• _Reading text_:

To be honest, I looked at all the existing users and described pretty
much what is happening.  As far as I could tell, someone started using
the system queue a long time ago and, in lack of better alternatives,
everyone else who needed a work followed that.  So the new queue is
indeed a catch all for non-ordered queues at the moment (in pretty much
the same way as the system queue was before)...

Additionally, I don't know all the current users well, since they are
everywhere, and I don't think there has been a specific rule when to
use the system queue before.

I'm totally open for better descriptions. :)


> > +	dev_priv->unordered_wq = alloc_workqueue("i915-unordered", 0, 0);
> > +	if (dev_priv->unordered_wq == NULL)
> > +		goto out_free_dp_wq;
> > +
> >   	return 0;
> >   
> > +out_free_dp_wq:
> > +	destroy_workqueue(dev_priv->unordered_wq);
> 
> Wrong wq.

Ouch.  Good catch.


> >   out_free_wq:
> >   	destroy_workqueue(dev_priv->wq);
> >   out_err:
> > @@ -144,6 +154,7 @@ static int i915_workqueues_init(struct drm_i915_private *dev_priv)
> >   
> >   static void i915_workqueues_cleanup(struct drm_i915_private *dev_priv)
> >   {
> > +	destroy_workqueue(dev_priv->unordered_wq);
> >   	destroy_workqueue(dev_priv->display.hotplug.dp_wq);
> >   	destroy_workqueue(dev_priv->wq);
> >   }
> > diff --git a/drivers/gpu/drm/i915/i915_drv.h b/drivers/gpu/drm/i915/i915_drv.h
> > index 14c5338c96a6..8f2665e8afb5 100644
> > --- a/drivers/gpu/drm/i915/i915_drv.h
> > +++ b/drivers/gpu/drm/i915/i915_drv.h
> > @@ -259,6 +259,14 @@ struct drm_i915_private {
> >   	 */
> >   	struct workqueue_struct *wq;
> >   
> > +	/**
> > +	 * unordered_wq - internal workqueue for unordered work
> > +	 *
> > +	 * This workqueue should be used for all unordered work
> > +	 * scheduling within i915.
> 
> Proably add something like ", which used to be scheduled on the 
> system_wq before moving to a driver instance due deprecation of
> flush_scheduled_work()."

I did start writing something like that, but then I thought that, in
the code, writing about the history of the implementation doesn't add
much.  We have the git log for that.  But, obviously, I can add that if
you want.


> That way we leave some note to the reader.
> 
> > +	 */
> > +	struct workqueue_struct *unordered_wq;
> > +
> >   	/* pm private clock gating functions */
> >   	const struct drm_i915_clock_gating_funcs *clock_gating_funcs;
> >   
> > @@ -930,5 +938,4 @@ IS_SUBPLATFORM(const struct drm_i915_private *i915,
> >   
> >   #define HAS_LMEMBAR_SMEM_STOLEN(i915) (!HAS_LMEM(i915) && \
> >   				       GRAPHICS_VER_FULL(i915) >= IP_VER(12, 70))

• _Material for this exercise_:
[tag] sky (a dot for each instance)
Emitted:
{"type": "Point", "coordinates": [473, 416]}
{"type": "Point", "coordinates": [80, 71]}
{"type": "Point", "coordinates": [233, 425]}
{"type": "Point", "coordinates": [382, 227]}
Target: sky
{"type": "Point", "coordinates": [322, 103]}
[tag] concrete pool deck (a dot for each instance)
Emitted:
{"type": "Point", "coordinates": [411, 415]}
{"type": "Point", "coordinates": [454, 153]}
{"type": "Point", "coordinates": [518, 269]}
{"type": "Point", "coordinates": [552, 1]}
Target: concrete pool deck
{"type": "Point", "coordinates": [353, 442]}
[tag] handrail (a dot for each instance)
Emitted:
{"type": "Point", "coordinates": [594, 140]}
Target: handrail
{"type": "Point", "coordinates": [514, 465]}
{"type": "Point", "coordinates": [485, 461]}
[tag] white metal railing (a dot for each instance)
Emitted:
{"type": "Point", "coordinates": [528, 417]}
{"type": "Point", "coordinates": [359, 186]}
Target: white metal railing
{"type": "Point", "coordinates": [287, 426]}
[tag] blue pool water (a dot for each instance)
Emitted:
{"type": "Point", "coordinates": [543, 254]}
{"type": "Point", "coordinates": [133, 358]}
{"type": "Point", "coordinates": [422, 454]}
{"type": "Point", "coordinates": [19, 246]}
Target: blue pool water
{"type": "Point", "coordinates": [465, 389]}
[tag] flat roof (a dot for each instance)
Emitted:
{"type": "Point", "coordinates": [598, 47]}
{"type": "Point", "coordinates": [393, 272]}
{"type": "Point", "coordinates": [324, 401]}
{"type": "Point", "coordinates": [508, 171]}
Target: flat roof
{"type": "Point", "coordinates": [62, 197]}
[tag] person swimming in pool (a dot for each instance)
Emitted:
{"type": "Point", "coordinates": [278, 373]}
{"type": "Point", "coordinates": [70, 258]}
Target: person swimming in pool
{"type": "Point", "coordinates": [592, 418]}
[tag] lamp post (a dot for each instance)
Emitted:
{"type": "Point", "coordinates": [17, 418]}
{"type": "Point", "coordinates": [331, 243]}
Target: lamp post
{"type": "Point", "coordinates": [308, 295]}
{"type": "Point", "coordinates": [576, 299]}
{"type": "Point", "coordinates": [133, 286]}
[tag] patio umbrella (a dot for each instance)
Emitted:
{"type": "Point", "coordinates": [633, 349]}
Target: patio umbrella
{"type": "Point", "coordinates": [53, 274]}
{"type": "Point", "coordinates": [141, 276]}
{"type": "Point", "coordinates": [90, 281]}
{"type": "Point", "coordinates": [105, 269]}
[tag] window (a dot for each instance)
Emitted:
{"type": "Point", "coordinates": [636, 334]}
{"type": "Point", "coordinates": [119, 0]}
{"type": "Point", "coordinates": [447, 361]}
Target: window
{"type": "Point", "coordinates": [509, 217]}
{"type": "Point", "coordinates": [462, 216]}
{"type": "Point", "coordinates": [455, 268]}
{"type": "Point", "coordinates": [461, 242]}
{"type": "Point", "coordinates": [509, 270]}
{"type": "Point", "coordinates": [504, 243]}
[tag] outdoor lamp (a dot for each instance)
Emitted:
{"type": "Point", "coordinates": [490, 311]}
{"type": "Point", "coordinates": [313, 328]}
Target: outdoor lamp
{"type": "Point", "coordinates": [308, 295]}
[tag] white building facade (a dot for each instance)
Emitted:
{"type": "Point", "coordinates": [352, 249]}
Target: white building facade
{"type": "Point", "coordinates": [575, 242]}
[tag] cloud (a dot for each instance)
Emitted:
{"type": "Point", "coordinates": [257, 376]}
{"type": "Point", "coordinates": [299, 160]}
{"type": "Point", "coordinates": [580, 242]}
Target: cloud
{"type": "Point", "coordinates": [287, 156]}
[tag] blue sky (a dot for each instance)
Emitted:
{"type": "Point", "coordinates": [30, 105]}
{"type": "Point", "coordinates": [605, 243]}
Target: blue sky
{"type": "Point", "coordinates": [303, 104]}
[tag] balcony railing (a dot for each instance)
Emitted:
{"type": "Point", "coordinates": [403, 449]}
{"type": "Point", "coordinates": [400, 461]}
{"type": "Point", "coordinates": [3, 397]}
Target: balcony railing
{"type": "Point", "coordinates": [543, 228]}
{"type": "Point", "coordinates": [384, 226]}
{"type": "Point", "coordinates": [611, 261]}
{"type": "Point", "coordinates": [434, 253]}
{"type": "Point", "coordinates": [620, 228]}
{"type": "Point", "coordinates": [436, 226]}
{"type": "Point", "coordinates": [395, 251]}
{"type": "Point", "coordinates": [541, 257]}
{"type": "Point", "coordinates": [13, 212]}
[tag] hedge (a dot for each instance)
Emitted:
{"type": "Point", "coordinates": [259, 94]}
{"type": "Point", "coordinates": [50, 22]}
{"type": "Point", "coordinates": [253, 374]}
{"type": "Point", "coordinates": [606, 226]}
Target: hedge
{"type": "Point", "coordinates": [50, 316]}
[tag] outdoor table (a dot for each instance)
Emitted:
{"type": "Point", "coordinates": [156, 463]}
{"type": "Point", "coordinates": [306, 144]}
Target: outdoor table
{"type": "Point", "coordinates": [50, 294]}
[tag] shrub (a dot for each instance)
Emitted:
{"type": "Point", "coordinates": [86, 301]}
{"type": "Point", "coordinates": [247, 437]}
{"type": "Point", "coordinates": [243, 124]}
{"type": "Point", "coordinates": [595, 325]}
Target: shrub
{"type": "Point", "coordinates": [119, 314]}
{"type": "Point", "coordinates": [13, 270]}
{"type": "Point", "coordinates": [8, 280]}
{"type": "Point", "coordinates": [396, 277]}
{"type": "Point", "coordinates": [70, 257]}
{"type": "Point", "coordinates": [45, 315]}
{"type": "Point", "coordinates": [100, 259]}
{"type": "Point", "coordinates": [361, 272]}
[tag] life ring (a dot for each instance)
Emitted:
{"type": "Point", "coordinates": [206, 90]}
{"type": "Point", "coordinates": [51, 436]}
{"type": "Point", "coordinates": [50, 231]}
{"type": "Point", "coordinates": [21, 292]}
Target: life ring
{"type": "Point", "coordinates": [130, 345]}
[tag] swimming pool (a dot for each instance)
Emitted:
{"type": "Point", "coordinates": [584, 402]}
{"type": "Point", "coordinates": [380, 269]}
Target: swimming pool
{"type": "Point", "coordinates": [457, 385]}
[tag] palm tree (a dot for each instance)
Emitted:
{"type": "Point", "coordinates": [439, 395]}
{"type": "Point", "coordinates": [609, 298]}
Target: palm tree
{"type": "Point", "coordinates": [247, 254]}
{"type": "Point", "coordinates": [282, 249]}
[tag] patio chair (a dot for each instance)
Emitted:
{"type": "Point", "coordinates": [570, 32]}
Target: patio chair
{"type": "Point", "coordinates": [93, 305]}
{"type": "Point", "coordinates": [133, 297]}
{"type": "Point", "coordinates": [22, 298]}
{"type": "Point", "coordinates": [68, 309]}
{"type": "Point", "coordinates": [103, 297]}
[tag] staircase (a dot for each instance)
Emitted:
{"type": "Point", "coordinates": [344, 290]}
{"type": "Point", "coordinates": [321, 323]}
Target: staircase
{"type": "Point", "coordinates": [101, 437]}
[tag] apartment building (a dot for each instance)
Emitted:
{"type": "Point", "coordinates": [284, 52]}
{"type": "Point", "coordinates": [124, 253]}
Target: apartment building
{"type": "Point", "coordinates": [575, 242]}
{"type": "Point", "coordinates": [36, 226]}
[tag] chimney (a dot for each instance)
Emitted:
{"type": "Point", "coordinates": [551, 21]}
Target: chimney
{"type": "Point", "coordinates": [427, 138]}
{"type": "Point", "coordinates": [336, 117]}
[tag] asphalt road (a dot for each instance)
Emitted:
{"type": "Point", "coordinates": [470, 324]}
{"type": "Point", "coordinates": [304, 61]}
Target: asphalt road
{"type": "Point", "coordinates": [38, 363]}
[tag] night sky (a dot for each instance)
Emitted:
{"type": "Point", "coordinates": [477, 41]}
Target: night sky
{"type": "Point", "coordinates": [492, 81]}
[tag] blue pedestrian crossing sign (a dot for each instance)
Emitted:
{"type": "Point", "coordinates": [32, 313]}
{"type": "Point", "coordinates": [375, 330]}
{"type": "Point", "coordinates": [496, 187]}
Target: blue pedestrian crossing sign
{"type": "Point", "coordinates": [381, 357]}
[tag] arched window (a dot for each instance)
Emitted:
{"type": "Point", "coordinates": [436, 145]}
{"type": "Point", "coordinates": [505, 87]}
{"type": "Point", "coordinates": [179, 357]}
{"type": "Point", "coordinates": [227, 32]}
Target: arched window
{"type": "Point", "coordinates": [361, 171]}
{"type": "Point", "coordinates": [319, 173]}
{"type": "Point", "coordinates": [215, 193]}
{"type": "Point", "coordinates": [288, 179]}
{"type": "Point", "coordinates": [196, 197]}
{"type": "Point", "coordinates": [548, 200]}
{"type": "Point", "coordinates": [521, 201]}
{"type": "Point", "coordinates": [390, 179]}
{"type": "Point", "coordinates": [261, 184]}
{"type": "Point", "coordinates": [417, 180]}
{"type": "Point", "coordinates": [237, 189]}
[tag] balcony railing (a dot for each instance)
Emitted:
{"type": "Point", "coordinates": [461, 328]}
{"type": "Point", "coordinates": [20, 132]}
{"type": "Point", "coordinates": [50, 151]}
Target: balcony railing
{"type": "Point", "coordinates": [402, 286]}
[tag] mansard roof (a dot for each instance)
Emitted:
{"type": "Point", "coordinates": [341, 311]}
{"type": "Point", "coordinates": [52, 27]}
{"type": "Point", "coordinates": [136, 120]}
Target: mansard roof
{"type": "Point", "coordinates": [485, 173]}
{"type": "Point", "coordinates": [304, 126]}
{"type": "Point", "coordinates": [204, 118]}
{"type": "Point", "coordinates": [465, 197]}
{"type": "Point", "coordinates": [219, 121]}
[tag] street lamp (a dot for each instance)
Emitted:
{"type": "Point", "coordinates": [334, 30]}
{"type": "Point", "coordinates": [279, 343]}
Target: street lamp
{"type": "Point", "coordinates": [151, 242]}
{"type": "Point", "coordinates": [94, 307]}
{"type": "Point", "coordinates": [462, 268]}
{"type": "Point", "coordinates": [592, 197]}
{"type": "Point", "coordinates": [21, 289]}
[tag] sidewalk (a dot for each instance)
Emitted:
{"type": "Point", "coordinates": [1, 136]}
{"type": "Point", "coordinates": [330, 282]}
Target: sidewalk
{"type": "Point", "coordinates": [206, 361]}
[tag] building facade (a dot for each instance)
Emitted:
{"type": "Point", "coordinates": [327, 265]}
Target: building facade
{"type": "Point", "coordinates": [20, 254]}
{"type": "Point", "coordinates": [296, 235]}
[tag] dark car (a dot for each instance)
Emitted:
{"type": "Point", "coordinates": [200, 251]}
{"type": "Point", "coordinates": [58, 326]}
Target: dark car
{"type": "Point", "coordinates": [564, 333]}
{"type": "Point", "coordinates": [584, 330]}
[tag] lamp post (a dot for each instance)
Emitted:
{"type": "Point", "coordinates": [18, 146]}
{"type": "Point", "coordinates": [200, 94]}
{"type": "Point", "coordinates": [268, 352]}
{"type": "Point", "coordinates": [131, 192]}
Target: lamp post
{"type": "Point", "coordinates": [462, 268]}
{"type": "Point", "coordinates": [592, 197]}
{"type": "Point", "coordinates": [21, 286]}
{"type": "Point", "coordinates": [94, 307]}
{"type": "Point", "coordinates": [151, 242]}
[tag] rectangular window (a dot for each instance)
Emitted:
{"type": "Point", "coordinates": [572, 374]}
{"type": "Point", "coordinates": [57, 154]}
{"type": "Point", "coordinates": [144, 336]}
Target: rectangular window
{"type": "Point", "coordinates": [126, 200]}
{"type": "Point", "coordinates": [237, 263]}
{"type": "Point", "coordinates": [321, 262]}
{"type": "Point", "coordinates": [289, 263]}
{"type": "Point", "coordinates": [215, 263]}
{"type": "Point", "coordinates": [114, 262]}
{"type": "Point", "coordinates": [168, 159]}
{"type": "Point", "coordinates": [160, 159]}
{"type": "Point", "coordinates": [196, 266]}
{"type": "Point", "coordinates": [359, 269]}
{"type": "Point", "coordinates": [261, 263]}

• _Problem set_:
- 1) In the workqueue discussion, what name is passed to alloc_workqueue when the new queue is created?
- 2) Find every line in the entries that contains the word "patio".
The workqueue discussion and the entries are unrelated material.

• _Worked answers_:
- 1) "i915-unordered"

- 2)
[tag] patio umbrella (a dot for each instance)
Target: patio umbrella
[tag] patio chair (a dot for each instance)
Target: patio chair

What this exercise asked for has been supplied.